Given exercise: Copy each of the items below word for word, leaving out the pictures.

Exercise input:
========================
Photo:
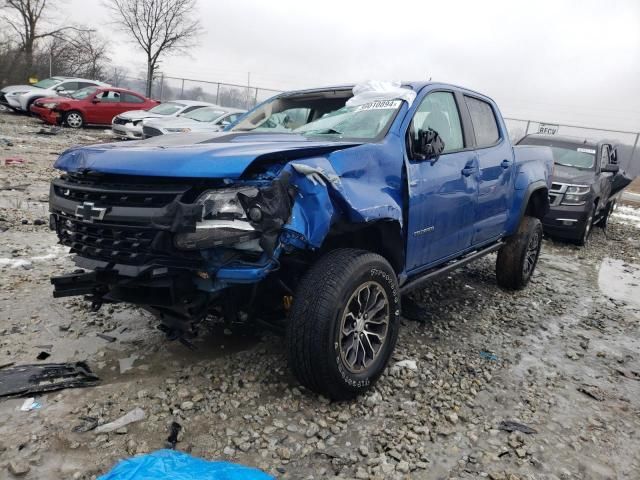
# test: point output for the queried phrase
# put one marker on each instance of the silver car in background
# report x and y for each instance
(20, 97)
(129, 124)
(207, 119)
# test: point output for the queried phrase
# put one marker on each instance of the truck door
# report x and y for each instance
(605, 178)
(495, 163)
(442, 193)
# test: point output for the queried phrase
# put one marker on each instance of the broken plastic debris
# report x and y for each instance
(43, 355)
(30, 404)
(88, 424)
(489, 356)
(108, 338)
(373, 90)
(410, 364)
(174, 431)
(14, 161)
(511, 426)
(592, 391)
(134, 415)
(26, 379)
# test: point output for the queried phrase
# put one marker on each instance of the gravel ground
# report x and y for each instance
(561, 357)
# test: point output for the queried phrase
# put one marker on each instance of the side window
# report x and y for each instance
(130, 98)
(605, 156)
(484, 122)
(68, 86)
(439, 112)
(109, 96)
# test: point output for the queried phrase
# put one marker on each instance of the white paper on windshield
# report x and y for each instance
========================
Answer to the task:
Photo:
# test: point output for the queried phrase
# put one marker on each instance of the silver car in background
# report x and y for each instance
(20, 97)
(129, 124)
(207, 119)
# test: point output for the queried phrase
# put one marker on each instance of the truck door
# report x and y for each instance
(605, 178)
(495, 163)
(442, 193)
# test: point output for the queried phrase
# put one marker on each instance of the broken plastic debris
# report x and y for each instance
(43, 355)
(30, 404)
(88, 424)
(489, 356)
(108, 338)
(373, 90)
(410, 364)
(174, 431)
(14, 161)
(511, 426)
(592, 391)
(134, 415)
(26, 379)
# test: point output for the queried phrase
# put one marker on each instance of the gravel ground
# report x and y for each instance
(561, 357)
# test: point output for the queried phrase
# put one marker on each instance of the side window
# report x and y for each instance
(130, 98)
(605, 156)
(484, 122)
(68, 86)
(439, 112)
(109, 96)
# test: point output for the queried phrase
# put one marker on each instance of the white paper on windshield
# report x and y for each instance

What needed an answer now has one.